- **Aufgabenstellung**:
Schreibe den Bericht über das Münchner Benefizkonzert für die Ukraine nach seinem letzten Satz weiter.

- **Quellenauszug**:
***

München, Herkulessaal, UKRAINE IM HERZEN - Benefizkonzert, IOCO Aktuell, 11.06.2022

München, Herkulessaal, UKRAINE IM HERZEN - Benefizkonzert, IOCO Aktuell, 11.06.2022
Herkulessaal / in der Münchner Residenz © Bayerische Schlösserverwaltung
Herkulessaal / in der Münchner Residenz © Bayerische Schlösserverwaltung

UKRAINE IM HERZEN - Bejubeltes Benefizkonzert

von Adelina Yefimenko, Maria Pryshlak, Oleksandr Piriyev

Am Samstag, 28. Mai 2022 fand im Herkulessaal der Münchner Residenz ein Benefizkonzert unter dem Namen Ukraine im Herzen zur Unterstützung des Kinderkrankenhauses OKHMATDIT in Kyjiw statt. Das Kinderkrankenhaus OKHMATDIT ist eines der wenigen Krankenhäuser in der Ukraine, die Kinder mit Kriegsverletzungen behandeln können. Auch das Krankenhaus OKHMATDIT war Ziel russischer Raketenangriffe, selbst in der Neugeborenen-Station schlugen Granatsplitter ein.

Adelina Yefimenko, Professorin an der Nationalen M.-V.-Lysenko-Musikakademie Lviv, an der Ukrainischen Freie Universität (UFU), München, und an der Ludwig-Maximilians-Universität München (LMU München) ist Co-Autorin dieses Berichts zusammen mit Professorin Maria Pryshlak, Rektorin der Ukrainischen Freien Universität und dem ukrainischen Musikproduzenten und Cellisten Oleksandr Piriyev.

***

- **Materialübersicht**:

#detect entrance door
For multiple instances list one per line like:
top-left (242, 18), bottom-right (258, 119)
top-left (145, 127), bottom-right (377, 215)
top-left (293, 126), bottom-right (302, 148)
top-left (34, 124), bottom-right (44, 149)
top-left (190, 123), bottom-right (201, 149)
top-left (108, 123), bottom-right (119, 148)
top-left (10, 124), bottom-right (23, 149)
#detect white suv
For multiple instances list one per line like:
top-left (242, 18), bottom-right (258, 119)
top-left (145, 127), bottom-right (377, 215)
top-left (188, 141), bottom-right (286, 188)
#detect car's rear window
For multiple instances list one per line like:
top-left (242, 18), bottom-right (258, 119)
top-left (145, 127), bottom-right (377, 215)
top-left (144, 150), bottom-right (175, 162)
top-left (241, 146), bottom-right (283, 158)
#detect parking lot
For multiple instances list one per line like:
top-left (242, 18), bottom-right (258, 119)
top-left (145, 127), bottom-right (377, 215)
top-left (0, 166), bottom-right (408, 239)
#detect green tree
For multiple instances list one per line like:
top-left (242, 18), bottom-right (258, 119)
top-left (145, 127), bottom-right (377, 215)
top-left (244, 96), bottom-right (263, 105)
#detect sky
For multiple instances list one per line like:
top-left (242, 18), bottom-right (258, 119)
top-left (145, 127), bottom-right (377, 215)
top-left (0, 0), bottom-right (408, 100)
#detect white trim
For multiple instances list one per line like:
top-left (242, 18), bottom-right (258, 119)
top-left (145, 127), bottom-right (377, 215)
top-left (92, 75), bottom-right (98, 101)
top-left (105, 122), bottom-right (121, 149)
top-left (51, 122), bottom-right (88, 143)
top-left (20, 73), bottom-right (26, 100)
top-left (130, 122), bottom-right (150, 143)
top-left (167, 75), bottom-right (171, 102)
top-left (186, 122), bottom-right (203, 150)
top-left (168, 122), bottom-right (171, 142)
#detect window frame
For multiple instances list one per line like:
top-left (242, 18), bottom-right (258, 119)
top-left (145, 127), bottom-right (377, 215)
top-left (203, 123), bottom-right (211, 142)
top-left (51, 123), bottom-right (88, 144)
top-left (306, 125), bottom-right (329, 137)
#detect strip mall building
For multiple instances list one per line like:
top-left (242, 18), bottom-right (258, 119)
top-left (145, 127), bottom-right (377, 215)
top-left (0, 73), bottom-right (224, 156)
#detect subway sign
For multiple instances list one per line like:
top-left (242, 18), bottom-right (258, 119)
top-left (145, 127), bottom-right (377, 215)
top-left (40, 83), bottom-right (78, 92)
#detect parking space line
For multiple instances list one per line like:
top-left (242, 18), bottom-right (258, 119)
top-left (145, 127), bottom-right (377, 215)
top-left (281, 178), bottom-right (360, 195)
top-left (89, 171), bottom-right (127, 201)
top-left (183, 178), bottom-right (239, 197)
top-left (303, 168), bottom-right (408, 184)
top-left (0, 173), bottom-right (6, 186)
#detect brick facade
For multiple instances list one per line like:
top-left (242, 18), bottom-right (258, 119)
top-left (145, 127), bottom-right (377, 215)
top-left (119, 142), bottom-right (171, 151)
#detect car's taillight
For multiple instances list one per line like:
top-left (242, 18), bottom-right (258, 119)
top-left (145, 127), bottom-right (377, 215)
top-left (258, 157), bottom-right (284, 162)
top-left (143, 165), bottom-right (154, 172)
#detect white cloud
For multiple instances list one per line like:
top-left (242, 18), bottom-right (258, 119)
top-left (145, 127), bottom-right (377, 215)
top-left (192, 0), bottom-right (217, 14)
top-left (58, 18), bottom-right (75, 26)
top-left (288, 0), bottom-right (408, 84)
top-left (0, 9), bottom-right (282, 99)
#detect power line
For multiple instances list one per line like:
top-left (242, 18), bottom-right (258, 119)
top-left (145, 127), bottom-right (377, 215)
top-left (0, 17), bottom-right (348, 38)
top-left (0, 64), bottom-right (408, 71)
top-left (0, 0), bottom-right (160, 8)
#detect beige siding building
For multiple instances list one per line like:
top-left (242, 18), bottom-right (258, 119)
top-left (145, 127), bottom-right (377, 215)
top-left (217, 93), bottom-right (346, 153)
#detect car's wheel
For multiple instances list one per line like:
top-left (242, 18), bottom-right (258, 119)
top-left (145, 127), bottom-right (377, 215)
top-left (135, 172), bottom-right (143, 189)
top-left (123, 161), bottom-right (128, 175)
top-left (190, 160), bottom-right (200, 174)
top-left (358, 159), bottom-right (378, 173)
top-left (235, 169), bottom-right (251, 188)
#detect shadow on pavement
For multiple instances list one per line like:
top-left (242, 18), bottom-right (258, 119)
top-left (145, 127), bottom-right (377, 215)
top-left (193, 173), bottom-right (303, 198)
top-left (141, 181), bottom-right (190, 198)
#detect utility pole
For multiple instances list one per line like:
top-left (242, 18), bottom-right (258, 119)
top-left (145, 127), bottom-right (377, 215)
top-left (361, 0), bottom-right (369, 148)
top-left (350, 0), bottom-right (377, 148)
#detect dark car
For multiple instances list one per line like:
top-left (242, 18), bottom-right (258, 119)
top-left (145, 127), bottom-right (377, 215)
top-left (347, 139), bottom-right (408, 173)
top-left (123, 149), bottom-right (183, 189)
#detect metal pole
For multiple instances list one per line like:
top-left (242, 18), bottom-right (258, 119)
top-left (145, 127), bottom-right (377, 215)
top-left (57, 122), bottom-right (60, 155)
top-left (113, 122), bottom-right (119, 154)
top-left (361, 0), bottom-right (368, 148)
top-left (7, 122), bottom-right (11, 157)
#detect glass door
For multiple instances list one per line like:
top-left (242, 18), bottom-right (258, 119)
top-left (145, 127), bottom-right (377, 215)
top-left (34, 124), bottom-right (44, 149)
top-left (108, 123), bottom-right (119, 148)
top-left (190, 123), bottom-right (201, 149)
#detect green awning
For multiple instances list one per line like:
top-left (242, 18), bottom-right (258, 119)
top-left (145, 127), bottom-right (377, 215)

***

- **Lösung**:
Herkulessaal / UKRAINE IM HERZEN © Denys Dolzhenko
Herkulessaal / UKRAINE IM HERZEN © Denys Dolzhenko

Das von der Ukrainischen Freien Universität in Zusammenarbeit mit der Konzertagentur UKR Artists veranstaltete Konzert stand unter Schirmherrschaft des Oberbürgermeisters der Landeshauptstadt München Dieter Reiter. Diese seit 1945 in München ansässige, weltweit einzige ukrainische Exiluniversität lud hierfür Künstlerinnen und Künstler aus Münchens Partnerstadt Kyjiw sowie Lwiw und Mariupol in den Herkulessaal ein. Grußworte sprachen Prof. Maria Pryshlak, Rektorin der Ukrainischen Freien Universität, Vitaliy Klitschko, Bürgermeister von Kiew und Münchens Oberbürgermeister Dieter Reiter u.a. Zu dem Benefizkonzert kam als Gast Wasyl Krjatschok – Direktor, künstlerischer Leiter und Chefdirigent des Kammerorchesters Renaissance der Kammerphilharmonie in der Stadt Mariupol. Er sah das zerbombte Gebäude des Dramatheaters in Mariupol und der Kammerphilharmonie, wo vor dem Krieg alle Konzerte stattfanden. „Für den Juni dieses Jahres hatten wir die 33. Konzertsaison des Orchesters Renaissance geplant, welches vor 33 Jahren gegründet wurde“, – so Wasyl Krjatschok. Er erlebte die schrecklichen Zerstörungen seiner Heimatstadt und mit Tränen in den Augen aber mit der großen Hoffnung über die ukrainische Kultur und Musik der Gegenwahrt und Zukunft sprach. Über 40 Jahre seines künstlerischen Lebens hat er der Kulturstadt Mariupol gewidmet.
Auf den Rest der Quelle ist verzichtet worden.